WRITTEN EXERCISE: From the items below, pull each line that contains the word "white" and list those lines.
## Begin DATASET ROWS
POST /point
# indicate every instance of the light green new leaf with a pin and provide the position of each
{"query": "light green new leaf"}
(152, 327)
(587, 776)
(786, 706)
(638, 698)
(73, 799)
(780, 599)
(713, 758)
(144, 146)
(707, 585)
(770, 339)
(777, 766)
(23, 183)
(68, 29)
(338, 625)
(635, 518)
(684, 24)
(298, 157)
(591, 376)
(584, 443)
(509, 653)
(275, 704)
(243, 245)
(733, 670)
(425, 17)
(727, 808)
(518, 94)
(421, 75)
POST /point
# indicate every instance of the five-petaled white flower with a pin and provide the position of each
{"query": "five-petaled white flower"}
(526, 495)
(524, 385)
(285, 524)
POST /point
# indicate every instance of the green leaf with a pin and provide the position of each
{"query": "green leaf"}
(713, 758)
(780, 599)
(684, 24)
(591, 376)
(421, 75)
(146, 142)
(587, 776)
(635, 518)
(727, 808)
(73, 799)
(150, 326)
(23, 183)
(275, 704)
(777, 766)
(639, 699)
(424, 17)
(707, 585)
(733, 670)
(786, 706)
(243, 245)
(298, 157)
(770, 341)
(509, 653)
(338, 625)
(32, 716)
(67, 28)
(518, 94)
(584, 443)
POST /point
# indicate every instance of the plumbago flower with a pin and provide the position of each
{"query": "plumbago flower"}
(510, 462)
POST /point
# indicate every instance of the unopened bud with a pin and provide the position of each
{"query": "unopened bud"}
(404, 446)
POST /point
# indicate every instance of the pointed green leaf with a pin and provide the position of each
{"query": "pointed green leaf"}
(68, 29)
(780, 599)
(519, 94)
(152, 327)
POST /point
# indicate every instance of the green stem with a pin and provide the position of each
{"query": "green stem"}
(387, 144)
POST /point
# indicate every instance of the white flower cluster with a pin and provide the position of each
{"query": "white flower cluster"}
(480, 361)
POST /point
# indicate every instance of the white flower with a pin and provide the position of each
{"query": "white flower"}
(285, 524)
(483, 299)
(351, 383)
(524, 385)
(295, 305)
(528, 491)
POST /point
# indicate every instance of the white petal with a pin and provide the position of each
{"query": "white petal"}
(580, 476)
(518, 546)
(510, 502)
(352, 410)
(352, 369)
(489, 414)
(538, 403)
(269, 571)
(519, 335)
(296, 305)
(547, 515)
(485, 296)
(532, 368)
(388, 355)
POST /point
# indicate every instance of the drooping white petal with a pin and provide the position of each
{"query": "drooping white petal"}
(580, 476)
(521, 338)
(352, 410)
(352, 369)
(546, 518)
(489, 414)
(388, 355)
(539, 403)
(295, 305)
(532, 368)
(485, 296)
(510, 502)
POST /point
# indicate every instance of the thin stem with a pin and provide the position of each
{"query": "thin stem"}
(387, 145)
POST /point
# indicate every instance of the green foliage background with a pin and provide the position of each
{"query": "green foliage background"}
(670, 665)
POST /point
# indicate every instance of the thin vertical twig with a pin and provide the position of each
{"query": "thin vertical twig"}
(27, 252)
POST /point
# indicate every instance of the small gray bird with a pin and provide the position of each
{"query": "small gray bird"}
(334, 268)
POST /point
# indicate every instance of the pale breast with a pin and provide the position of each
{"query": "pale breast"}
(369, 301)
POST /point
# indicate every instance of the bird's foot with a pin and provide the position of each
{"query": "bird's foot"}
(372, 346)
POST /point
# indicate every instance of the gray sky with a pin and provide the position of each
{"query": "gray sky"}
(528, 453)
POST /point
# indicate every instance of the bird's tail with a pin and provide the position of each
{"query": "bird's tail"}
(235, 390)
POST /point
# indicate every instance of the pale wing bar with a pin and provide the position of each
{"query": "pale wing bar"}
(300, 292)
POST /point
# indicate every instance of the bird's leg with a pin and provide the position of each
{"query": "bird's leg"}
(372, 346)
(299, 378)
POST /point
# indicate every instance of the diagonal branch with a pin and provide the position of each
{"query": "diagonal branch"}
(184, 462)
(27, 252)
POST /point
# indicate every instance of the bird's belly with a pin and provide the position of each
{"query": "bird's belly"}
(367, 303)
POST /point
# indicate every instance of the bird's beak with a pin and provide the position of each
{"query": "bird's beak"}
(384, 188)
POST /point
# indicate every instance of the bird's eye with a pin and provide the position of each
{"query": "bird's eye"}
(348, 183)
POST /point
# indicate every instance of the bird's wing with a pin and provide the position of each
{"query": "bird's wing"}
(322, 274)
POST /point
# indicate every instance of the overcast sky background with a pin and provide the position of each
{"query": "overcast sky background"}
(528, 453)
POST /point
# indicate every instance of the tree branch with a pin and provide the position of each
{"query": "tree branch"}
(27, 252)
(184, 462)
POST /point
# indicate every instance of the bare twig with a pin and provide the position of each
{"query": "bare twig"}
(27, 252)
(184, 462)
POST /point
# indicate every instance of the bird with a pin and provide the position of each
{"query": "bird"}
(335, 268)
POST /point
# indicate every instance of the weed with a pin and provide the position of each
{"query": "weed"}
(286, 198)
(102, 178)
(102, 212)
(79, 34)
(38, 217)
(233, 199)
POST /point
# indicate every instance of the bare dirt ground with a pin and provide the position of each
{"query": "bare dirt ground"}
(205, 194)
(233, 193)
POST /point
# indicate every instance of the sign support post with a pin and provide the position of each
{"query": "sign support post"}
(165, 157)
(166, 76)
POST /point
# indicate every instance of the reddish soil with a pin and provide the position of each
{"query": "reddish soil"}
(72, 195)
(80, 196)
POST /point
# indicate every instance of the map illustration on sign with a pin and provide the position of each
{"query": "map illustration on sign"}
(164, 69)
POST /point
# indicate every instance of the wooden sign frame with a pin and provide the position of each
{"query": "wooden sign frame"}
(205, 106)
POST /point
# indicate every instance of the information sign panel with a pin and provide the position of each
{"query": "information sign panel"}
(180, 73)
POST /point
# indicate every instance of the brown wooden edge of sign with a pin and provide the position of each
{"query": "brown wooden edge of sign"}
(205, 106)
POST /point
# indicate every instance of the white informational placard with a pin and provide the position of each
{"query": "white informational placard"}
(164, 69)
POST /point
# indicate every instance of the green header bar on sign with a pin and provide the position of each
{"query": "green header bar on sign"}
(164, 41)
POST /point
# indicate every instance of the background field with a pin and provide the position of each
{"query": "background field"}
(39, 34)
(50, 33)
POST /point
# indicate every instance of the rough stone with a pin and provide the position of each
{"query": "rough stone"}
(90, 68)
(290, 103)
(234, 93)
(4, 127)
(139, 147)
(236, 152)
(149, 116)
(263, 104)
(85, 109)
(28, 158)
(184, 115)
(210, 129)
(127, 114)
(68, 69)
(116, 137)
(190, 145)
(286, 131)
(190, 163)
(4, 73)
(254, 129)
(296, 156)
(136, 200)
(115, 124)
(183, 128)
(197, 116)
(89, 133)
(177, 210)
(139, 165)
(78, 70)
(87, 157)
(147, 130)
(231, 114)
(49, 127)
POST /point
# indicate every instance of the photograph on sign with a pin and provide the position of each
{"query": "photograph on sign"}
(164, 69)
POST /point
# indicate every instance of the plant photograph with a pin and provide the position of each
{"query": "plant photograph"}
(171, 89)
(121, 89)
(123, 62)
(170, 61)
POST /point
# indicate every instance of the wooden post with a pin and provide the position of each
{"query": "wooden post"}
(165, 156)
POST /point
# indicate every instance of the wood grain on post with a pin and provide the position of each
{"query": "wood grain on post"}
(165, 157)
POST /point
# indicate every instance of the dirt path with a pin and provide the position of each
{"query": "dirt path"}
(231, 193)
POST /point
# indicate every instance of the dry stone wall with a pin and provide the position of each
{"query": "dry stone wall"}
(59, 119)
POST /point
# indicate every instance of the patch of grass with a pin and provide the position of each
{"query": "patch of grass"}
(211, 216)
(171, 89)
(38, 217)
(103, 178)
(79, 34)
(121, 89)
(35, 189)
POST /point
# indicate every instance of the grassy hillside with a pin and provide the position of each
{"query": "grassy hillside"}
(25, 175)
## End DATASET ROWS
RIGHT ANSWER:
# indicate every instance of the five-petaled white flower with a pin and provide the position of each
{"query": "five-petaled white flower"}
# indicate every instance of the white flower cluster with a pin and provide the position of each
{"query": "white flower cluster"}
# indicate every instance of the white flower with a pin and provide the position of each
{"query": "white flower"}
# indicate every instance of the white petal with a pin and provide the position of each
{"query": "white petal"}
# indicate every instance of the drooping white petal with a pin and provide the position of each
{"query": "drooping white petal"}
# indicate every instance of the white informational placard with a pin and provide the position of each
{"query": "white informational placard"}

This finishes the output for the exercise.